§ **Exercise materials**
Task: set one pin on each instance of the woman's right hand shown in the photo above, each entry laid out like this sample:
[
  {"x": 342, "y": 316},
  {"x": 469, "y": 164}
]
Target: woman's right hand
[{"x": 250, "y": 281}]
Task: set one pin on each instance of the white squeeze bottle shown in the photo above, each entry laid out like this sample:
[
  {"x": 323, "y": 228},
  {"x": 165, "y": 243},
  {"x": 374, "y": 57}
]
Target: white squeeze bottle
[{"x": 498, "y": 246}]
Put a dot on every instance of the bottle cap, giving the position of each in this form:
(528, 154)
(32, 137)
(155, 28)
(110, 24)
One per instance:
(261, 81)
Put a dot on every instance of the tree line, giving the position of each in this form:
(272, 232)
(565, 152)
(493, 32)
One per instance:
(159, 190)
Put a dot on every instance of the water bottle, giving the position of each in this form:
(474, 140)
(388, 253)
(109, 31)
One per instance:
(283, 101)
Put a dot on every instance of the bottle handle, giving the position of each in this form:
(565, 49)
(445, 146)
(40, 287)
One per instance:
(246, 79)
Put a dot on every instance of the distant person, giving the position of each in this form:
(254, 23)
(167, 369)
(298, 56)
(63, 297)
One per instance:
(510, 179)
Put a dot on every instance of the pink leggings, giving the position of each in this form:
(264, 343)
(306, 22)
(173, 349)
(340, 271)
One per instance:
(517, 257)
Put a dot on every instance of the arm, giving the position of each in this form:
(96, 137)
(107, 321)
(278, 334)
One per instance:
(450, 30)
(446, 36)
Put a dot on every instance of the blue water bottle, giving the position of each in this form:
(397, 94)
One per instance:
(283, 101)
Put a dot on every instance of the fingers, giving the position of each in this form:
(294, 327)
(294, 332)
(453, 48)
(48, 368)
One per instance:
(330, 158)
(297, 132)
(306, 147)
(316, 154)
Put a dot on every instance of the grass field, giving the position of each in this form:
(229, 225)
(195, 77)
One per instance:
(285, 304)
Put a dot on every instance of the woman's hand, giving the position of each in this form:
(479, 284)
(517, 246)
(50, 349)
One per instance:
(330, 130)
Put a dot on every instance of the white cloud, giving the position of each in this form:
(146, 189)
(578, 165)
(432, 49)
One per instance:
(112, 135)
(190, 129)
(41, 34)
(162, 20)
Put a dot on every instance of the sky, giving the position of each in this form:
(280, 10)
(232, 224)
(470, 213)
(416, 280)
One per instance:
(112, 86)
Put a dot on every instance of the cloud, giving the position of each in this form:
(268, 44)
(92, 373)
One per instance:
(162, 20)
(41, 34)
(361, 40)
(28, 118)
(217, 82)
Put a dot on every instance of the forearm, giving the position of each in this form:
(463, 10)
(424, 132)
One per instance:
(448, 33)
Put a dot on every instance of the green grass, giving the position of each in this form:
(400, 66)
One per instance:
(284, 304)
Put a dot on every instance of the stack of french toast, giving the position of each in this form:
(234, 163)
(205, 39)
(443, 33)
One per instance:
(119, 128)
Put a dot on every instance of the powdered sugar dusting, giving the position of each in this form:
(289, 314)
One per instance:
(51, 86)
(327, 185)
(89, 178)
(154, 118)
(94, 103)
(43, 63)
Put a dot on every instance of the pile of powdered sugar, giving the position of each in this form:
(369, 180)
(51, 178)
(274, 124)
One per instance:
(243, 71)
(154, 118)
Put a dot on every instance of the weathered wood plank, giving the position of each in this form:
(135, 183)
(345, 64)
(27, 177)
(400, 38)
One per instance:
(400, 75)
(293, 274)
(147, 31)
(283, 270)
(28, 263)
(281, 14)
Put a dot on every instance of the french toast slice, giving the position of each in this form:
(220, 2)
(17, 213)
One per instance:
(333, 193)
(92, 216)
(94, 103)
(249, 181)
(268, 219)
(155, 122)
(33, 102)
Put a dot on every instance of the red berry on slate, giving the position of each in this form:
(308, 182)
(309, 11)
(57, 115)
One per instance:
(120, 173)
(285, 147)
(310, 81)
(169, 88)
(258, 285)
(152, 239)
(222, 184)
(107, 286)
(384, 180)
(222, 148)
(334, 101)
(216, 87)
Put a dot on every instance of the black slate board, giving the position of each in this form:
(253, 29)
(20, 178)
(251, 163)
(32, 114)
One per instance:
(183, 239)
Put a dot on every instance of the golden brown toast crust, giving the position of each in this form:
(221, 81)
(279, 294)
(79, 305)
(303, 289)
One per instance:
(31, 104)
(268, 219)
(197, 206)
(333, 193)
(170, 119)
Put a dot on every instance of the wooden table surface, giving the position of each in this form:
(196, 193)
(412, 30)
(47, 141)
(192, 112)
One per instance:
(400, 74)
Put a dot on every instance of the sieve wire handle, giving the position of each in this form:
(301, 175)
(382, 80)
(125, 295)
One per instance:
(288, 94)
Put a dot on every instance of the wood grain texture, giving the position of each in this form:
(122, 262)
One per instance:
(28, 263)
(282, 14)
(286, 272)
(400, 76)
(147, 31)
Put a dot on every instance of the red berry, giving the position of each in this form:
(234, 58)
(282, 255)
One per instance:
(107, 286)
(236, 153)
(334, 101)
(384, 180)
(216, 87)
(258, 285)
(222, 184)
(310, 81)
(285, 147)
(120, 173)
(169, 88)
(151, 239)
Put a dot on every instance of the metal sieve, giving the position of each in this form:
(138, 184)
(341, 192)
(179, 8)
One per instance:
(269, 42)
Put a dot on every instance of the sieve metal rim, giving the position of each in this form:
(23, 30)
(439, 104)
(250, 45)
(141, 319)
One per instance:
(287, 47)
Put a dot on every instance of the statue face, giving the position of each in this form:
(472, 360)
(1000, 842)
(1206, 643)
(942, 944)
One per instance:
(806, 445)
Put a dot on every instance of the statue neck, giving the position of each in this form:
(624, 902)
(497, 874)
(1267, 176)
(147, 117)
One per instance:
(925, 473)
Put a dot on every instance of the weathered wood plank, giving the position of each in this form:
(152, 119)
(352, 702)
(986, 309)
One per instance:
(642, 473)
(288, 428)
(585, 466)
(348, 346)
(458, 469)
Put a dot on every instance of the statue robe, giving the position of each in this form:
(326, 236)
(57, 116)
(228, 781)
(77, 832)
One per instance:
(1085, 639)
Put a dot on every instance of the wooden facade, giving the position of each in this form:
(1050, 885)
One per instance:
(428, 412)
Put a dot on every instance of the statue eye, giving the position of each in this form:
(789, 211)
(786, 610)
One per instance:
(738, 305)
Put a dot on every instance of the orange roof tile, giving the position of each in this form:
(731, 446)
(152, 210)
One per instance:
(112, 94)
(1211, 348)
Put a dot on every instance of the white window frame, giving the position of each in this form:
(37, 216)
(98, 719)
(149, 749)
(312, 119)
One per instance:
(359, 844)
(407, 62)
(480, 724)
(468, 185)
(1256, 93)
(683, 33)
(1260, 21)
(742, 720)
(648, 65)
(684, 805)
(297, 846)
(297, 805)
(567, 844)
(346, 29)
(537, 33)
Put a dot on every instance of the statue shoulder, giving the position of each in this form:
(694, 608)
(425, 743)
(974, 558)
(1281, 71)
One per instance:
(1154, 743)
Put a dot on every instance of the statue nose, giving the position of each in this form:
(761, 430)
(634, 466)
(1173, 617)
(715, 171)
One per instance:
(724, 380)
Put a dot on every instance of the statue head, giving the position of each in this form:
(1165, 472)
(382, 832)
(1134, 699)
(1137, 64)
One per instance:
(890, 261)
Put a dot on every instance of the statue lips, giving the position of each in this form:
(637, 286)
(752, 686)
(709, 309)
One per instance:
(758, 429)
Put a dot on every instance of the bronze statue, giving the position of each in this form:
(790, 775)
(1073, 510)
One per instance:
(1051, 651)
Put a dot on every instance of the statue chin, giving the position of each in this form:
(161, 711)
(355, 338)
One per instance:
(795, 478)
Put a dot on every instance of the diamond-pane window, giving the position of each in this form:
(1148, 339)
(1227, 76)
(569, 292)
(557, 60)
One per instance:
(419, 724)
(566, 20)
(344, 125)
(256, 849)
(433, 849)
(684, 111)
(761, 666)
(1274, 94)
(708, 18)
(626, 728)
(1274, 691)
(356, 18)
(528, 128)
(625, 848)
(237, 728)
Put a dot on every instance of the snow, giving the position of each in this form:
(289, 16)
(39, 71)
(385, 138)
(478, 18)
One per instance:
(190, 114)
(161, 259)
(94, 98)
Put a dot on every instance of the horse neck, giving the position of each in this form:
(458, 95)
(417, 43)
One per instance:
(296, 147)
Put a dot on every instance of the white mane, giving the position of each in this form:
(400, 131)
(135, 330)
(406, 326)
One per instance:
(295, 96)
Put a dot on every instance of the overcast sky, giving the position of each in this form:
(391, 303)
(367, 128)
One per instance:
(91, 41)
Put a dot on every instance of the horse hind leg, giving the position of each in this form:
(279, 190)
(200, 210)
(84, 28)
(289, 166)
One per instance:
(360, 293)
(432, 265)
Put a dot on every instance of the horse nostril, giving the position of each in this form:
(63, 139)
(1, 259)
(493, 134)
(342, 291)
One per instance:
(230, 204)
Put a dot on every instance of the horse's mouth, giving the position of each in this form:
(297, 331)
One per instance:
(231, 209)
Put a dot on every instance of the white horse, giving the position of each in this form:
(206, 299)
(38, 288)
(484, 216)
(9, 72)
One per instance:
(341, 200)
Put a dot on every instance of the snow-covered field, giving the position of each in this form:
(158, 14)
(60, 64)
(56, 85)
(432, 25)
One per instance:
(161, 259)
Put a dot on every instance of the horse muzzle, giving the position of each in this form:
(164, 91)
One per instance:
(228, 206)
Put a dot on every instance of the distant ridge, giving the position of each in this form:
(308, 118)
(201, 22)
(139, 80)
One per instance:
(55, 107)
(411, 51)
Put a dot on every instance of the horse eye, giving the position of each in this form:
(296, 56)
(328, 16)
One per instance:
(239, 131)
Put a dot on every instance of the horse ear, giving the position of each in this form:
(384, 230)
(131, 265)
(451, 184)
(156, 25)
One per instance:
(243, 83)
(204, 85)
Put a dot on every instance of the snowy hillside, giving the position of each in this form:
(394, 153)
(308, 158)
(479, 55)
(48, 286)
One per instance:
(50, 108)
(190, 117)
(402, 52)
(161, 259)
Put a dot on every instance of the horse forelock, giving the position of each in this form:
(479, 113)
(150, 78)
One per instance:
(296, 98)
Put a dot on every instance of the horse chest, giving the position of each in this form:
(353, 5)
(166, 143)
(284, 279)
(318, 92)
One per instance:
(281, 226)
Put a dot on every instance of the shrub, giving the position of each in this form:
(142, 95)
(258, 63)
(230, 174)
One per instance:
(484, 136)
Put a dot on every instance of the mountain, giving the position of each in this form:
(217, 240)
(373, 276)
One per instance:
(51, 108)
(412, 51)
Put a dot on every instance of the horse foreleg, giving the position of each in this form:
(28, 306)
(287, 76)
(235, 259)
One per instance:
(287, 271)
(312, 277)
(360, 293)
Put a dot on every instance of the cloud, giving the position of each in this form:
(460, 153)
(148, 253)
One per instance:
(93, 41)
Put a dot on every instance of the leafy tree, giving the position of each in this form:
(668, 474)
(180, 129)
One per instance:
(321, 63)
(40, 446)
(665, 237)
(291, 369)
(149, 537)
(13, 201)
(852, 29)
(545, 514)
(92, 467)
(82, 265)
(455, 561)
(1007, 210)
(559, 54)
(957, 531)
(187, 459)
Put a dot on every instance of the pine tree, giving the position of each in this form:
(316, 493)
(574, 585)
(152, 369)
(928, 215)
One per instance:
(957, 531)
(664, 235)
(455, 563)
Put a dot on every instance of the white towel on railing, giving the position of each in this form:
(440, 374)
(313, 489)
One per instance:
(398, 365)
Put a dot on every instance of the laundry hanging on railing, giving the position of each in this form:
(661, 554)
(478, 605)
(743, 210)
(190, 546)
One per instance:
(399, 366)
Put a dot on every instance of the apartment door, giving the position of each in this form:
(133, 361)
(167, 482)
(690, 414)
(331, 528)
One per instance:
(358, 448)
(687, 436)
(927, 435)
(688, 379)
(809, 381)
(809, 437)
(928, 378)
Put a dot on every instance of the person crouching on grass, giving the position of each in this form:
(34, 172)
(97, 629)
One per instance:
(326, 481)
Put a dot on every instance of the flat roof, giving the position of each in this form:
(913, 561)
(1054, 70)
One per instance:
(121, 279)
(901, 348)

§ **Short exercise**
Nothing but the lines from the one with "Put a dot on every instance of the horse chest, giving" through the end of the data above should be repeated, each exactly as it stands.

§ **Worked solution**
Put a dot on every instance of the horse chest, giving the position of each in this form:
(353, 5)
(166, 143)
(284, 279)
(318, 92)
One per instance:
(281, 226)
Put a dot on every instance of the shrub, giving the position of each in this form:
(142, 95)
(258, 63)
(230, 174)
One per instance:
(484, 136)
Put a dot on every instance of the mountain, giving the position of each in this form:
(217, 240)
(373, 276)
One per instance:
(51, 108)
(412, 51)
Put a dot on every instance of the horse foreleg, giving the position of each in this form:
(28, 306)
(287, 76)
(235, 259)
One per instance:
(287, 271)
(312, 277)
(360, 293)
Put a dot on every instance of the cloud, giving the position of each in this form:
(460, 153)
(148, 253)
One per instance:
(93, 41)
Put a dot on every instance of the leafy tree, giving the position of each in this form:
(668, 474)
(180, 129)
One per instance:
(321, 63)
(40, 446)
(665, 237)
(291, 369)
(149, 537)
(13, 201)
(852, 29)
(545, 514)
(92, 467)
(82, 265)
(455, 561)
(1007, 210)
(559, 54)
(957, 531)
(187, 459)
Put a dot on every instance of the pine tree, giving the position of each in this form:
(316, 493)
(574, 585)
(152, 369)
(928, 215)
One per instance:
(957, 531)
(664, 235)
(455, 563)
Put a dot on every instance of the white towel on railing, giving the position of each in this form:
(440, 374)
(313, 489)
One per instance:
(398, 365)
Put a dot on every instance of the laundry hanging on railing, giving the position of each in this form:
(661, 554)
(478, 605)
(743, 210)
(190, 546)
One per instance:
(399, 366)
Put a dot on every instance of the apartment door, giving the position of each in this form:
(133, 361)
(167, 482)
(690, 414)
(331, 528)
One per instance:
(358, 448)
(687, 436)
(927, 435)
(688, 379)
(809, 381)
(809, 437)
(928, 378)
Put a dot on every instance of the person crouching on grass, giving the position of each in this form:
(34, 172)
(97, 629)
One per instance:
(326, 481)
Put a dot on every instance of the flat roof, giving the position of each in this form:
(913, 561)
(1054, 70)
One per instance:
(121, 279)
(901, 348)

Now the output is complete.